Please retype the records below exactly, from the first line down to and including the line with "positive clicks: (589, 265)".
***
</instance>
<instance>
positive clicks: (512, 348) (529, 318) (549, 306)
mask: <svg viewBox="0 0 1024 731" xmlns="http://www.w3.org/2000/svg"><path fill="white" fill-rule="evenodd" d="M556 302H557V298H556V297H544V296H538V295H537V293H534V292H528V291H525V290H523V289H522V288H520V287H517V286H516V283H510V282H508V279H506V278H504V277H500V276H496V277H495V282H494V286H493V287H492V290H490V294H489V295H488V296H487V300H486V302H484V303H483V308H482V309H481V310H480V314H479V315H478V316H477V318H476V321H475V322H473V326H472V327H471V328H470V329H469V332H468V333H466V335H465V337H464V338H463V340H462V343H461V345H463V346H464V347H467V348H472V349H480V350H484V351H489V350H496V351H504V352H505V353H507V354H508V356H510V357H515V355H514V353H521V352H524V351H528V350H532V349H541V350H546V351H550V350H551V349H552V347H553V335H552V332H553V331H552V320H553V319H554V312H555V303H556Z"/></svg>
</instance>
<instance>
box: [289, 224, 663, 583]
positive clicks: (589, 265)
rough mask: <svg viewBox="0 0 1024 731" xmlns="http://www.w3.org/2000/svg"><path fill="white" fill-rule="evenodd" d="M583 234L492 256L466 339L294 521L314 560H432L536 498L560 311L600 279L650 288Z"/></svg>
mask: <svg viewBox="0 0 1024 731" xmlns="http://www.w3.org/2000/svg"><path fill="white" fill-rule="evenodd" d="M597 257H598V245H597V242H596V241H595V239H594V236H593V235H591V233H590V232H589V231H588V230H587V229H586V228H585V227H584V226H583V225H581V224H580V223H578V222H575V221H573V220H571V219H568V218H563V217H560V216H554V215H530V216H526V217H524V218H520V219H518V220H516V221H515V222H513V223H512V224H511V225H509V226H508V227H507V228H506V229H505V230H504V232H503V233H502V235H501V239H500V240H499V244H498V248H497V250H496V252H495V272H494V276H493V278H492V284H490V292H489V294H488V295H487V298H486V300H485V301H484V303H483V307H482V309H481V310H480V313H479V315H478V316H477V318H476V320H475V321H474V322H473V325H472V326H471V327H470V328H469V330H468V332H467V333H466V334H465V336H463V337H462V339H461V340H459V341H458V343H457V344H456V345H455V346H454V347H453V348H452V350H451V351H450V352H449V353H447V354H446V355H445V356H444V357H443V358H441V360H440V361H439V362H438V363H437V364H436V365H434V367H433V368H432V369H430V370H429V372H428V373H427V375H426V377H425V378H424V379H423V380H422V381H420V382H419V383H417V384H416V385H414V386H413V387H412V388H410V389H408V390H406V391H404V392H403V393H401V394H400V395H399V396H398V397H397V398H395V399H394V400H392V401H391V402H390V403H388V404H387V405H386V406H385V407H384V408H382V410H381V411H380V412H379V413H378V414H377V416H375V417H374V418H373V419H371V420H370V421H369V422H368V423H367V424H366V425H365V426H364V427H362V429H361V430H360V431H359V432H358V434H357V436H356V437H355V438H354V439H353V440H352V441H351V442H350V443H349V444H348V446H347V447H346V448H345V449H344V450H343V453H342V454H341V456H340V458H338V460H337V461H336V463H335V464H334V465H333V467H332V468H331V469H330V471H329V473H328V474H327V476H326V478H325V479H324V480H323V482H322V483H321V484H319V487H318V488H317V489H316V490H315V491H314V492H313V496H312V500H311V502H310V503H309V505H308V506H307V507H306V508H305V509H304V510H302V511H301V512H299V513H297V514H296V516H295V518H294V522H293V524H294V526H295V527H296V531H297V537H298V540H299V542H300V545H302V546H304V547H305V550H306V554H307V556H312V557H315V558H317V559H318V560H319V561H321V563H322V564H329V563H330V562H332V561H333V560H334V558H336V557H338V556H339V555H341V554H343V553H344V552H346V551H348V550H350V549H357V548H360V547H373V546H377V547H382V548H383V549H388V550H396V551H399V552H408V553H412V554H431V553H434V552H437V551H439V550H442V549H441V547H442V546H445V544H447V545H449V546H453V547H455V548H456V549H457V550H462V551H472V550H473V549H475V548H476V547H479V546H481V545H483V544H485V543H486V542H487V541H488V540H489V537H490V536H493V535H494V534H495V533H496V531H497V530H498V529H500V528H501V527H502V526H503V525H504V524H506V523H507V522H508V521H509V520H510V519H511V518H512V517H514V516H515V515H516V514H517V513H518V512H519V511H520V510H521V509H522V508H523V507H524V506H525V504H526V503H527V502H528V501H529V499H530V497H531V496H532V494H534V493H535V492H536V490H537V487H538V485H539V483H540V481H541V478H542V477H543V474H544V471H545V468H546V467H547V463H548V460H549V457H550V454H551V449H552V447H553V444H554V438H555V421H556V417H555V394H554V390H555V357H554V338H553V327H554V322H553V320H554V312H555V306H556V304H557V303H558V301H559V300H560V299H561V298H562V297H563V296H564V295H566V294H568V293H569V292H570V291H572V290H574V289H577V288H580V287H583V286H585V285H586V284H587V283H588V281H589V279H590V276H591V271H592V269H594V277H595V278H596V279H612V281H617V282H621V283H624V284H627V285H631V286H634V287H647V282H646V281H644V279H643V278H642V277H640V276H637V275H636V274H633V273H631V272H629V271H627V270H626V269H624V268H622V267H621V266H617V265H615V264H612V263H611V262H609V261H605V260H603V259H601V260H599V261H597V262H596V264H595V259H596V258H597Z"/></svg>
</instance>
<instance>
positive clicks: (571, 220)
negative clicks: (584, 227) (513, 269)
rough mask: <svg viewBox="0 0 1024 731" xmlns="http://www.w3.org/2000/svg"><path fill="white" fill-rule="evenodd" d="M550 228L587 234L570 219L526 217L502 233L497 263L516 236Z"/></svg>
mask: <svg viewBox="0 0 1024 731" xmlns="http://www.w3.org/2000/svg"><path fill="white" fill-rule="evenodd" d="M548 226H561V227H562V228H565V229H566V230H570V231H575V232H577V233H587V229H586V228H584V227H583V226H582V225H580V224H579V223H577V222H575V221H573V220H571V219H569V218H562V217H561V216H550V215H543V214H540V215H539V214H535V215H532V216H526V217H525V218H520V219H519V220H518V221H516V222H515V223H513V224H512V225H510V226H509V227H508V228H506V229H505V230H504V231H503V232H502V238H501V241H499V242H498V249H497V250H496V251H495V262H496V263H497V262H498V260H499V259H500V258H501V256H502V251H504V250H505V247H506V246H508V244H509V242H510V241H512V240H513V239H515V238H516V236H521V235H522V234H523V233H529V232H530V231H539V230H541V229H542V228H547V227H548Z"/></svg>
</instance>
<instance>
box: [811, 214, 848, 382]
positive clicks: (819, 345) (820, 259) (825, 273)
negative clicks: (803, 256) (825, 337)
***
Task response:
</instance>
<instance>
positive clicks: (512, 348) (529, 318) (549, 306)
mask: <svg viewBox="0 0 1024 731" xmlns="http://www.w3.org/2000/svg"><path fill="white" fill-rule="evenodd" d="M556 302H557V298H556V297H544V296H538V295H537V293H534V292H528V291H525V290H523V289H522V288H520V287H517V286H516V283H510V282H508V279H506V278H504V277H500V276H496V277H495V282H494V286H493V287H492V290H490V294H489V295H488V296H487V300H486V302H484V303H483V308H482V309H481V310H480V314H479V315H478V316H477V318H476V321H475V322H473V326H472V327H471V328H470V329H469V332H468V333H466V335H465V337H464V338H463V340H462V343H461V345H463V346H464V347H467V348H472V349H480V350H484V351H489V350H496V351H504V352H505V353H507V354H508V356H510V357H515V355H514V353H521V352H524V351H528V350H532V349H541V350H546V351H550V350H551V349H552V347H553V335H552V332H553V331H552V320H553V319H554V312H555V303H556Z"/></svg>
</instance>
<instance>
box: [289, 224, 663, 583]
positive clicks: (589, 265)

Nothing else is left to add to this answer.